▶ _EXCERPT PROVIDED_
--- BEGIN ---

Moderator: Chief Couch Potato Kylie
Who: “Angel,” a cult supernatural, fantasy, action, and horror drama that aired on the Warner Bros. network, or “The WB,” from 1999 to 2004.
What: The ongoing trials of Angel (David Boreanaz), a vampire whose human soul was restored to him by gypsies as a punishment for the murder of one of their own. After more than a century of murder and the torture of innocents, Angel’s restored soul torments him with guilt and remorse. Angel moves to Los Angeles, California, after it’s clear that his doomed relationship with Buffy, the vampire slayer, cannot continue, where he works as a private detective with a variety of associates to “help the helpless,” restoring the faith and saving the souls of those who have lost their way.
Angel (Boreanaz) is an Irish vampire who is over 200 years old and was known as Angelus during his rampages across Europe, but he was cursed with a soul, which gave him a conscience and guilt for centuries of murder and torture. He left Buffy the Vampire Slayer at the end of Season 3 to move to Los Angeles in search of redemption.
Angel is soon joined by Cordelia Chase (Charisma Carpenter), also a previous cast member of Buffy. Formerly a popular high school cheerleader, Cordelia starts her tenure on the show as a vapid and shallow personality but grows over the course of the series into a hero. Cordelia later acquires clairvoyant visions. Another character from the Buffy series also makes the jump to its spin-off in Angel’s first season: Wesley Wyndam-Pryce (Alexis Denisof) joins the team under the brave guise of “rogue demon hunter,” acting as comic relief and initially not well-accepted.

--- END ---

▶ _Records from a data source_
--- BEGIN ---

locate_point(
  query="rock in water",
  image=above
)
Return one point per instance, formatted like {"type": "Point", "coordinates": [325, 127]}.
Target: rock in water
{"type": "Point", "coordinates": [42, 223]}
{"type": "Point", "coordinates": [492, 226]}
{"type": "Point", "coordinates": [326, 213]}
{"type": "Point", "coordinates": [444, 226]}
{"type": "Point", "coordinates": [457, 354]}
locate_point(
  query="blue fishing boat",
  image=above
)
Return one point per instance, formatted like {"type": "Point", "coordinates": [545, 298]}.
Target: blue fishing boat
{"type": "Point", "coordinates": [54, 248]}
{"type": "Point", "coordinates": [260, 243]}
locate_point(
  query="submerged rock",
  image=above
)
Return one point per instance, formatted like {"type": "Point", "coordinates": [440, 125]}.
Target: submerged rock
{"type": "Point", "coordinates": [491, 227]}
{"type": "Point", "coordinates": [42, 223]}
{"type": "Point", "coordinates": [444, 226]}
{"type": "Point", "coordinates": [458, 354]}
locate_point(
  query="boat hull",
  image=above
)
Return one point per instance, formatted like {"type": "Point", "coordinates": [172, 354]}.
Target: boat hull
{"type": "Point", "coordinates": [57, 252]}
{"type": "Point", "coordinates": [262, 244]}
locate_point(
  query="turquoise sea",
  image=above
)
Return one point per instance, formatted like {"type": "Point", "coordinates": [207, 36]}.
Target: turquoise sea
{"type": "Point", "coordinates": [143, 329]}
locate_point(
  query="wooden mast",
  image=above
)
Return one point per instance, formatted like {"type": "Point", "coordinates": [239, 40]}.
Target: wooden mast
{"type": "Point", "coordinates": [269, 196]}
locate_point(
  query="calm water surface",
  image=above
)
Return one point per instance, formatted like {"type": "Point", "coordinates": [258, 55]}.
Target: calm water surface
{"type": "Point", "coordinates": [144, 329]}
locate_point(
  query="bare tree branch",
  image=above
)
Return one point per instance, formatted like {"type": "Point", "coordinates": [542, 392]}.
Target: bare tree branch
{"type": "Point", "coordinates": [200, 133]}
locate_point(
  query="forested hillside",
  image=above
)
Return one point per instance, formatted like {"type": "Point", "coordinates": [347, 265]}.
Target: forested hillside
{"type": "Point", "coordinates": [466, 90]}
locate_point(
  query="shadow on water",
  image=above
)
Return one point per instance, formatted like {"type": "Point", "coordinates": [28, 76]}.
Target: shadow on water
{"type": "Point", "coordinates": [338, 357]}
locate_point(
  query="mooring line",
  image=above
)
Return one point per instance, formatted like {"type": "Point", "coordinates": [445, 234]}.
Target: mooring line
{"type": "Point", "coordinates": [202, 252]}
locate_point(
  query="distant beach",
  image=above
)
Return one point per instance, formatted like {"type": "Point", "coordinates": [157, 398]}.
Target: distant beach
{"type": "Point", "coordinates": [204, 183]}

--- END ---

▶ _EXERCISES TO COMPLETE_
A. Which network aired the series described in the Angel overview, and during what years?
B. Restate the Angel overview from "Angel is soon" up to and including "initially not well-accepted.", swapping "cheerleader" for "athlete".
Rely solely on the Angel overview, not on the material.

▶ _TASK RESULTS_
A. It aired on the Warner Bros. network, or "The WB," from 1999 to 2004.

B.
Angel is soon joined by Cordelia Chase (Charisma Carpenter), also a previous cast member of Buffy. Formerly a popular high school athlete, Cordelia starts her tenure on the show as a vapid and shallow personality but grows over the course of the series into a hero. Cordelia later acquires clairvoyant visions. Another character from the Buffy series also makes the jump to its spin-off in Angel’s first season: Wesley Wyndam-Pryce (Alexis Denisof) joins the team under the brave guise of “rogue demon hunter,” acting as comic relief and initially not well-accepted.